*Yapılacaklar:*
1) Okuma parçasında "Firmalardan" sözleriyle başlayıp "için Türkiye’ye getirdi." sözlerine kadar süren bölümü harfi harfine kopyalayın.
2) Kayıtlarda "soccer" kelimesini içeren her satırı belirleyin ve bu satırları kopyalayın.

*Okuma Parçası:*
========

Firmalardan
Kraliçe Arı Debra Roberts Türkiye’de
Doğal Arıcılık Uzmanı Debra Roberts, Anavarza Bal’ın davetlisi olarak Türkiye’ye geldi. Doors Akademi Arçelik Mutfağı’nda gerçekleştirilen etkinlikte, Roberts konukları arıların büyülü dünyasına yolculuğa çıkarttı.
Balın tek damlasının dahi kıymetini bilen Anavarza Bal, arılara ve arıların ekosistem için önemine ürün, proje ve etkinlikleriyle dikkat çekmeye devam ediyor. Sadece balı değil arıları da korumaya ve yaşatmaya odaklanan Anavarza Bal, bu amaçla tüm dünyada kraliçe arı olarak bilinen Debra Roberts’ı, deneyimlerini paylaşması için Türkiye’ye getirdi.

========

*Bu Görevin Verileri:*
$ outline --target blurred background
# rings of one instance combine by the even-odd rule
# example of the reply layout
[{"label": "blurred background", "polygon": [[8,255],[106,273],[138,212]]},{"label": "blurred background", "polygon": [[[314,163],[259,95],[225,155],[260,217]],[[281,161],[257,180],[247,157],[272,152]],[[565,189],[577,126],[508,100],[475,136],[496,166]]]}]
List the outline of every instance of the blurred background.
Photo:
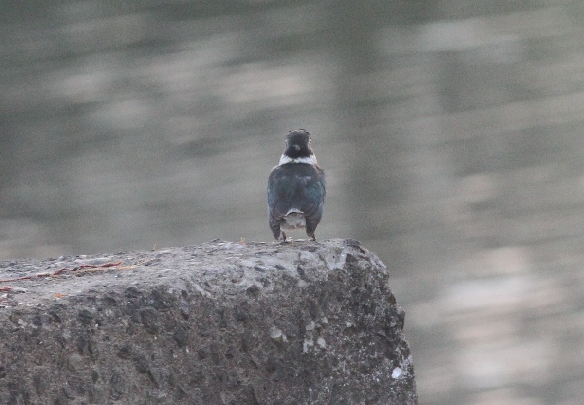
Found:
[{"label": "blurred background", "polygon": [[317,238],[387,264],[420,404],[582,403],[582,1],[36,0],[0,22],[0,259],[270,241],[267,175],[305,128]]}]

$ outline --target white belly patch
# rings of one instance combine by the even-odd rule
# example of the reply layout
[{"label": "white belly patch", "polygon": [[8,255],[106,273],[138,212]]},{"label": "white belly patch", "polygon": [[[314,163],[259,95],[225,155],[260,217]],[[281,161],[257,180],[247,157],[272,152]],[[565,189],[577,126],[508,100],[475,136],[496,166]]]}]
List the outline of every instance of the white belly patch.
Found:
[{"label": "white belly patch", "polygon": [[282,220],[283,222],[280,224],[280,227],[284,231],[294,231],[306,227],[304,213],[294,208],[286,213],[286,216],[282,218]]}]

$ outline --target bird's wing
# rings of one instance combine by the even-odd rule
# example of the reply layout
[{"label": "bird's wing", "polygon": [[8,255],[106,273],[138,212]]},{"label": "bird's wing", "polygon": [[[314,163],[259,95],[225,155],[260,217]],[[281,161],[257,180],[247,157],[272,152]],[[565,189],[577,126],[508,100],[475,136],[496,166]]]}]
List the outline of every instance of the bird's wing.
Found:
[{"label": "bird's wing", "polygon": [[275,167],[268,179],[270,223],[297,209],[304,213],[307,227],[316,227],[322,217],[325,187],[324,171],[317,166],[293,163]]}]

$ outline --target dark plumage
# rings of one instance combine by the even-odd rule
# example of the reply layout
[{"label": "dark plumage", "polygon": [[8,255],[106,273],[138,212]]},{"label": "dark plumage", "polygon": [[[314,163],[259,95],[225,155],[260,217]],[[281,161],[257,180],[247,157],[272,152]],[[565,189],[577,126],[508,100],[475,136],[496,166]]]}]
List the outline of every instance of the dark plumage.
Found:
[{"label": "dark plumage", "polygon": [[267,180],[270,229],[278,240],[284,230],[305,228],[316,240],[314,231],[324,210],[324,171],[317,164],[310,147],[310,134],[304,129],[290,131],[286,148]]}]

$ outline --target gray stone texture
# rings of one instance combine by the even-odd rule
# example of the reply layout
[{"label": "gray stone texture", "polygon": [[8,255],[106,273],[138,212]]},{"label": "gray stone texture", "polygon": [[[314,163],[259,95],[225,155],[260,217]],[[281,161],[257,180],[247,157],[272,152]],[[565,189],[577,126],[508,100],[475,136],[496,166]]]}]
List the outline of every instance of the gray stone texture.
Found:
[{"label": "gray stone texture", "polygon": [[404,312],[355,241],[5,262],[0,279],[1,404],[417,403]]}]

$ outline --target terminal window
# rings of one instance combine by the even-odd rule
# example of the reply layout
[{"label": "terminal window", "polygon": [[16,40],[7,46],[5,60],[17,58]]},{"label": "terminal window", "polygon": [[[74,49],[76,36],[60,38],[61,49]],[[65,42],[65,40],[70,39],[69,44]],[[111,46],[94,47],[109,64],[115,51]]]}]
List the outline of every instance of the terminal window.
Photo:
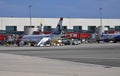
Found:
[{"label": "terminal window", "polygon": [[88,31],[91,33],[94,33],[96,29],[96,26],[88,26]]},{"label": "terminal window", "polygon": [[73,32],[81,32],[82,26],[73,26]]},{"label": "terminal window", "polygon": [[44,26],[44,32],[51,32],[52,28],[51,26]]},{"label": "terminal window", "polygon": [[120,31],[120,25],[115,26],[115,31]]}]

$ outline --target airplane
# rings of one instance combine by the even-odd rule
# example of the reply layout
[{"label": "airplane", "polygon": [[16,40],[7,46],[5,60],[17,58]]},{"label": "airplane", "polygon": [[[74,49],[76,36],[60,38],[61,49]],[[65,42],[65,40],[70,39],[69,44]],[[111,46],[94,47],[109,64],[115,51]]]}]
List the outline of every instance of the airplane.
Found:
[{"label": "airplane", "polygon": [[120,42],[120,33],[114,33],[114,34],[103,34],[102,35],[102,40],[104,42]]},{"label": "airplane", "polygon": [[51,34],[24,35],[22,37],[22,41],[30,41],[30,42],[39,43],[42,39],[44,39],[43,41],[45,41],[46,38],[47,39],[54,39],[55,35],[60,36],[60,34],[62,32],[62,23],[63,23],[63,18],[60,18],[56,28],[54,29],[54,31]]}]

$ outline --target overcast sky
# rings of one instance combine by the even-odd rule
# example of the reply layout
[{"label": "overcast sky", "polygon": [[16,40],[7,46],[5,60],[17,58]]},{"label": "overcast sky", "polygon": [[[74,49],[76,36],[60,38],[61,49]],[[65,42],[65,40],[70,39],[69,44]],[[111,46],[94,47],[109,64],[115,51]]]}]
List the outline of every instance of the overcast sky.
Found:
[{"label": "overcast sky", "polygon": [[120,18],[120,0],[0,0],[1,17]]}]

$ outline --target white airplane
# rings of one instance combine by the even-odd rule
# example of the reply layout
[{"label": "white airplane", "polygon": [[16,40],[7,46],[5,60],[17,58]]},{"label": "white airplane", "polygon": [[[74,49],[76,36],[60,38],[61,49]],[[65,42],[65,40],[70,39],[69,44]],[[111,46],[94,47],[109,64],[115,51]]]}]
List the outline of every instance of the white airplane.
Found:
[{"label": "white airplane", "polygon": [[104,42],[120,42],[120,33],[114,33],[114,34],[103,34],[102,35],[102,40]]},{"label": "white airplane", "polygon": [[40,35],[24,35],[22,41],[30,41],[39,43],[43,38],[53,38],[55,35],[60,35],[62,32],[62,22],[63,18],[60,18],[56,28],[51,34],[40,34]]}]

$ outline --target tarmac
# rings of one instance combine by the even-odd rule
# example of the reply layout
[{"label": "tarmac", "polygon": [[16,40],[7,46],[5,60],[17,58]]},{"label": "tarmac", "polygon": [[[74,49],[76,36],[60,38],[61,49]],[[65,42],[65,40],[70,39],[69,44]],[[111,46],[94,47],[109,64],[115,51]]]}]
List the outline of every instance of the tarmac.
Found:
[{"label": "tarmac", "polygon": [[120,67],[0,53],[0,76],[120,76]]}]

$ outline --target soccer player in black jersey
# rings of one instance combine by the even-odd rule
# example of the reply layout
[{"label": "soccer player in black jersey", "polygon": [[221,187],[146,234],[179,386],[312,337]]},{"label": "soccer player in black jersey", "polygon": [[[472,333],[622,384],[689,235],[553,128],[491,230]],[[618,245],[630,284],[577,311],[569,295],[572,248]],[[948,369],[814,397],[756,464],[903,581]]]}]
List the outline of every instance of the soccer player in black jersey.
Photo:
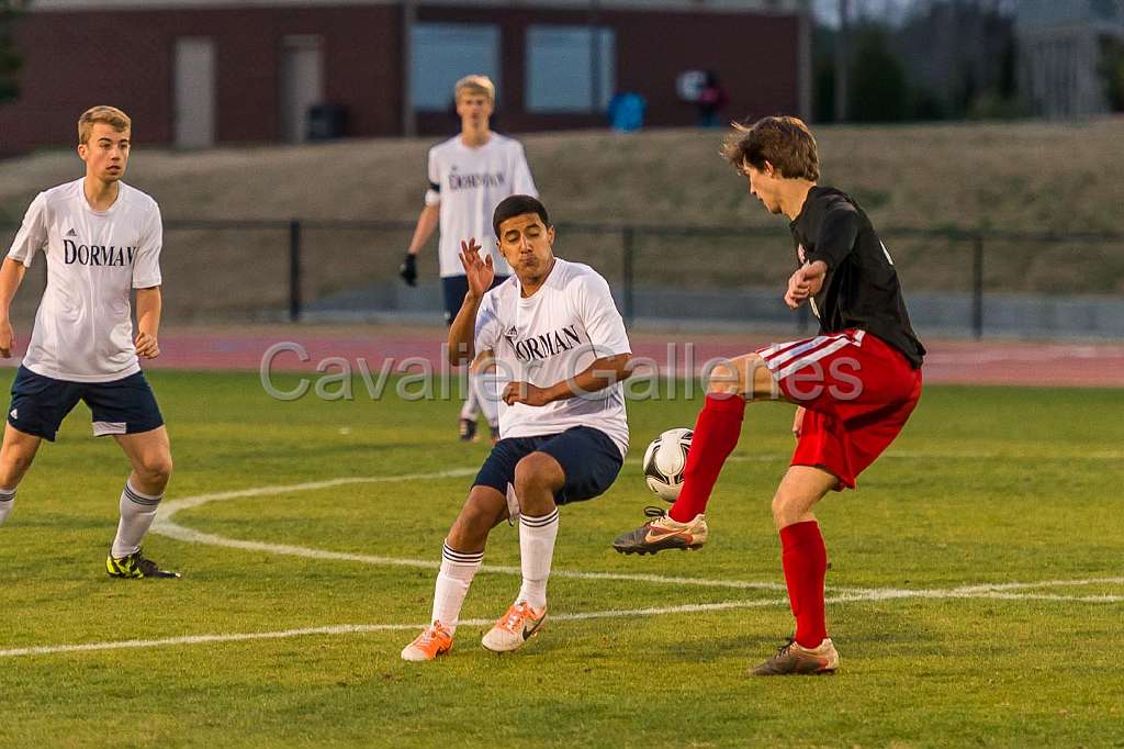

========

*Alıştırma Çözümleri:*
1)
Firmalardan
Kraliçe Arı Debra Roberts Türkiye’de
Doğal Arıcılık Uzmanı Debra Roberts, Anavarza Bal’ın davetlisi olarak Türkiye’ye geldi. Doors Akademi Arçelik Mutfağı’nda gerçekleştirilen etkinlikte, Roberts konukları arıların büyülü dünyasına yolculuğa çıkarttı.
Balın tek damlasının dahi kıymetini bilen Anavarza Bal, arılara ve arıların ekosistem için önemine ürün, proje ve etkinlikleriyle dikkat çekmeye devam ediyor. Sadece balı değil arıları da korumaya ve yaşatmaya odaklanan Anavarza Bal, bu amaçla tüm dünyada kraliçe arı olarak bilinen Debra Roberts’ı, deneyimlerini paylaşması için Türkiye’ye getirdi.

2)
$ outline --target soccer player in black jersey
[{"label": "soccer player in black jersey", "polygon": [[221,187],[146,234],[179,386],[312,337]]},{"label": "soccer player in black jersey", "polygon": [[[472,333],[622,384],[689,235],[553,128],[491,230]],[[618,245],[630,284],[577,311],[569,295],[572,248]],[[948,369],[814,397],[756,464],[903,581]]]}]
List the outline of every instance of the soccer player in black jersey.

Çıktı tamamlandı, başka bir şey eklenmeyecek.